● **Aim**
Translate this sentence from the zswap patch message below into Spanish: "The referenced bit is added at the hole after the `length` field of struct zswap_entry, so there is no extra space overhead for this algorithm."

Re: [PATCH v3 1/2] zswap: implement a second chance algorithm for dynamic zswap shrinker

Yosry Ahmed <yosryahmed@xxxxxxxxxx> · Mon, 5 Aug 2024 17:13:17 -0700

On Mon, Aug 5, 2024 at 4:22 PM Nhat Pham <nphamcs@xxxxxxxxx> wrote:
>
> Current zswap shrinker's heuristics to prevent overshrinking is brittle
> and inaccurate, specifically in the way we decay the protection size
> (i.e making pages in the zswap LRU eligible for reclaim).
>
> We currently decay protection aggressively in zswap_lru_add() calls.
> This leads to the following unfortunate effect: when a new batch of
> pages enter zswap, the protection size rapidly decays to below 25% of
> the zswap LRU size, which is way too low.
>
> We have observed this effect in production, when experimenting with the
> zswap shrinker: the rate of shrinking shoots up massively right after a
> new batch of zswap stores. This is somewhat the opposite of what we want
> originally - when new pages enter zswap, we want to protect both these
> new pages AND the pages that are already protected in the zswap LRU.
>
> Replace existing heuristics with a second chance algorithm
>
> 1. When a new zswap entry is stored in the zswap pool, its referenced
>    bit is set.
> 2. When the zswap shrinker encounters a zswap entry with the referenced
>    bit set, give it a second chance - only flips the referenced bit and
>    rotate it in the LRU.
> 3. If the shrinker encounters the entry again, this time with its
>    referenced bit unset, then it can reclaim the entry.
>
> In this manner, the aging of the pages in the zswap LRUs are decoupled
> from zswap stores, and picks up the pace with increasing memory pressure
> (which is what we want).
>
> The second chance scheme allows us to modulate the writeback rate based
> on recent pool activities. Entries that recently entered the pool will
> be protected, so if the pool is dominated by such entries the writeback
> rate will reduce proportionally, protecting the workload's workingset.On
> the other hand, stale entries will be written back quickly, which
> increases the effective writeback rate.
>
> The referenced bit is added at the hole after the `length` field of
> struct zswap_entry, so there is no extra space overhead for this
> algorithm.
>
> We will still maintain the count of swapins, which is consumed and
> subtracted from the lru size in zswap_shrinker_count(), to further
> penalize past overshrinking that led to disk swapins. The idea is that
> had we considered this many more pages in the LRU active/protected, they
> would not have been written back and we would not have had to swapped
> them in.
>
> To test this new heuristics, I built the kernel under a cgroup with
> memory.max set to 2G, on a host with 36 cores:
>
> With the old shrinker:
>
> real: 263.89s
> user: 4318.11s
> sys: 673.29s
> swapins: 227300.5
>
> With the second chance algorithm:
>
> real: 244.85s
> user: 4327.22s
> sys: 664.39s
> swapins: 94663
>
> (average over 5 runs)

● **Given data**

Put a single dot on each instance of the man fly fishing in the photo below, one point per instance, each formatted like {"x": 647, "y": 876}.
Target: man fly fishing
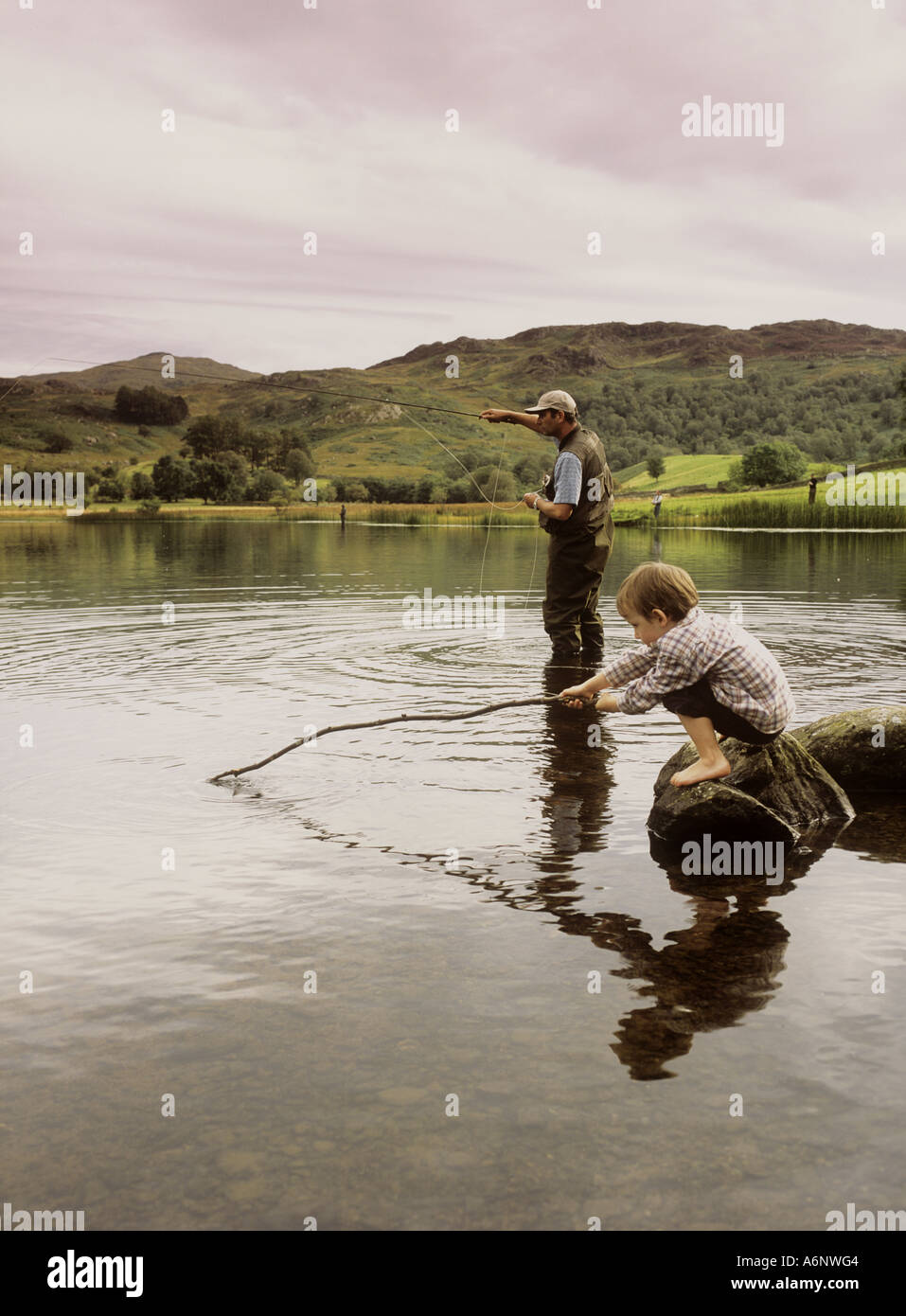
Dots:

● **Task solution**
El bit de referencia se añade en el hueco posterior al campo `length` de struct zswap_entry, de modo que este algoritmo no conlleva ninguna sobrecarga de espacio adicional.